- _Article_

I have a program to read in a file which contain latin words such as "\xed". These latin words can appear anywhere in between any line, as such I have program parsing these character. Is there any library that can do so?
Asked
Active
Viewed 1,681 times
-2
-
What do you mean by in between? – LJNielsenDk Aug 25 '15 at 02:11
-
1I didn't know `\xed` was a latin *word*. What does it mean? – Andreas Aug 25 '15 at 02:18
-
@Andreas, just found out that it should be parse to \u00ed which is a "Latin Small Letter I with acute" – chj Aug 25 '15 at 02:32
-
@LJNielsenDk, example i have K\xedng which should be Kíng – chj Aug 25 '15 at 02:33
-
Are you saying it contains the *string* "K\xedng", or is it containing the *bytes* `4B ED 6E 67` ("Kíng")? – Andreas Aug 25 '15 at 02:54
-
@Andreas, nope. i guess is the original file parsing. I overcome by replaceing "\x" with "\u00" and do a StringEscapeUtils. – chj Aug 26 '15 at 02:24
2 Answers
0
The simple way I often do is InputStreamReader with "UTF8" format. For example:
try {
File fileDir = new File("c:/temp/sample.txt");
BufferedReader in = new BufferedReader(
new InputStreamReader(
new FileInputStream(fileDir), "UTF8"));
String str;
while ((str = in.readLine()) != null) {
System.out.println(str);
}
in.close();
}
catch (UnsupportedEncodingException e)

Records from a data collection

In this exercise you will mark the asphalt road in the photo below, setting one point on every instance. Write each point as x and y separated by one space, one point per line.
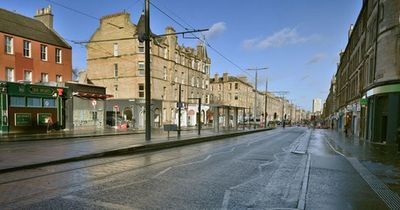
258 171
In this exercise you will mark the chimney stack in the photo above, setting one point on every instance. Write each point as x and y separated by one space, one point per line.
225 77
45 16
216 76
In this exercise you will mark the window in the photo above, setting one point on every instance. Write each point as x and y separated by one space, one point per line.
28 76
165 73
115 49
49 102
164 93
10 74
141 68
141 90
115 70
58 55
176 57
140 47
165 53
27 49
94 115
44 77
17 101
43 52
9 45
34 102
58 78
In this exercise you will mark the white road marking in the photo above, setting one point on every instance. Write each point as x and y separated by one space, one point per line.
162 172
303 192
97 203
225 202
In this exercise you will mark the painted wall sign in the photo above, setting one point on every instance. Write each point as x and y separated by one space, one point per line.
23 119
42 118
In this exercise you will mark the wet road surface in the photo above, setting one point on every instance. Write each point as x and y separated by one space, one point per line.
257 171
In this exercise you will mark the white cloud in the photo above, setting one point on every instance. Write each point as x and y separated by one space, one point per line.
317 58
286 36
215 30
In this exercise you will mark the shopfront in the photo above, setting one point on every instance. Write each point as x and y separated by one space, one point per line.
27 108
384 114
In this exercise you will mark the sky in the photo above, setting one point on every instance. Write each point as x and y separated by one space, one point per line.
298 40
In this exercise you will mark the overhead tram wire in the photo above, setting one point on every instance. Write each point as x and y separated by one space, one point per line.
80 12
203 41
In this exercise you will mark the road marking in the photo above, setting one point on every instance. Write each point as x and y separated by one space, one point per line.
162 172
390 198
97 203
303 192
225 202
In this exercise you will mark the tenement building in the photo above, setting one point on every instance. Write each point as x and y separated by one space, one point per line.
31 52
115 60
232 99
368 75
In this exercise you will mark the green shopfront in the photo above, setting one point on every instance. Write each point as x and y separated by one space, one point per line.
384 114
27 108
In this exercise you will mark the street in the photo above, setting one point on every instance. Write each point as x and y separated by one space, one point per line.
270 169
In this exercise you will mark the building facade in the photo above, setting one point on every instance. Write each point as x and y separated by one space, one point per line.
368 75
31 50
115 60
33 60
231 93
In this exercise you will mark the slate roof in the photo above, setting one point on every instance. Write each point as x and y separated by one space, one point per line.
29 28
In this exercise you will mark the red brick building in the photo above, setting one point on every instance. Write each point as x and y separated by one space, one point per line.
30 50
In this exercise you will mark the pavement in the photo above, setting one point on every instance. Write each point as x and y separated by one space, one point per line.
19 152
373 161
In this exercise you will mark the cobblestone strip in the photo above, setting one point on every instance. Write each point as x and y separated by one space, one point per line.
389 197
302 143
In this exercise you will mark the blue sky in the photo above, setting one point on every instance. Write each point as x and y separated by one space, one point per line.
298 40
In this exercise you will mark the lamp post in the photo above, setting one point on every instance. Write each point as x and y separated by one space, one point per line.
198 116
255 93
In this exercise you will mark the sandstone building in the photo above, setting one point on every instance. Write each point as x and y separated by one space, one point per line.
115 60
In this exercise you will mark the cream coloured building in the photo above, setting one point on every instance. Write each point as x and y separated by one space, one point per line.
115 60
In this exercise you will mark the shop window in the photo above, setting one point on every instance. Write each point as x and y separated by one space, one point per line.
43 52
44 77
141 90
27 49
59 78
115 49
94 115
17 101
49 102
10 74
141 68
9 45
58 55
28 76
34 102
140 47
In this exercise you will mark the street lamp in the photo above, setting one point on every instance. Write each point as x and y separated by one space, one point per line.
198 115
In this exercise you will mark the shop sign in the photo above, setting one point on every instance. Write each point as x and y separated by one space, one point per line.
23 119
364 101
94 103
41 90
43 118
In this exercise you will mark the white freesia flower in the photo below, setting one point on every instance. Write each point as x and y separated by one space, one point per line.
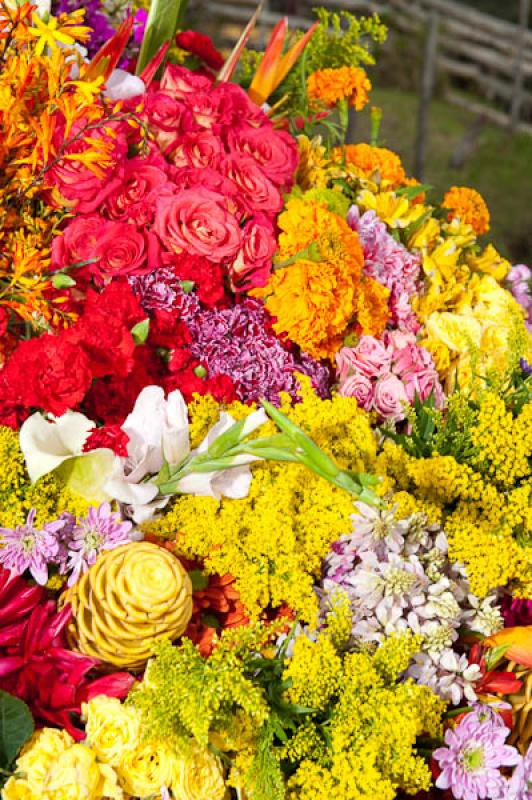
47 444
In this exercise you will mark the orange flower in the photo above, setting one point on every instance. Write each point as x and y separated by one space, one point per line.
375 163
469 206
330 86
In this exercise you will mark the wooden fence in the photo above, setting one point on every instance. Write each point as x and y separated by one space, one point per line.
476 51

- _Tasks to complete_
a – Answer these questions using the thread about parsing escaped Latin characters in a file:
(i) What did chj find out that `\xed` should be parsed to?
(ii) What replacement did chj make before applying StringEscapeUtils?
(iii) Which encoding name does the answer pass to InputStreamReader?
b – Extract a passage verbatim from the thread about parsing escaped Latin characters. Begin at the words "I have a program" and stop after the words "that can do so?".

- _Expected outputs_
a –
(i) `\u00ed`, which is a "Latin Small Letter I with acute"
(ii) Replacing "\x" with "\u00"
(iii) "UTF8"

b –
I have a program to read in a file which contain latin words such as "\xed". These latin words can appear anywhere in between any line, as such I have program parsing these character. Is there any library that can do so?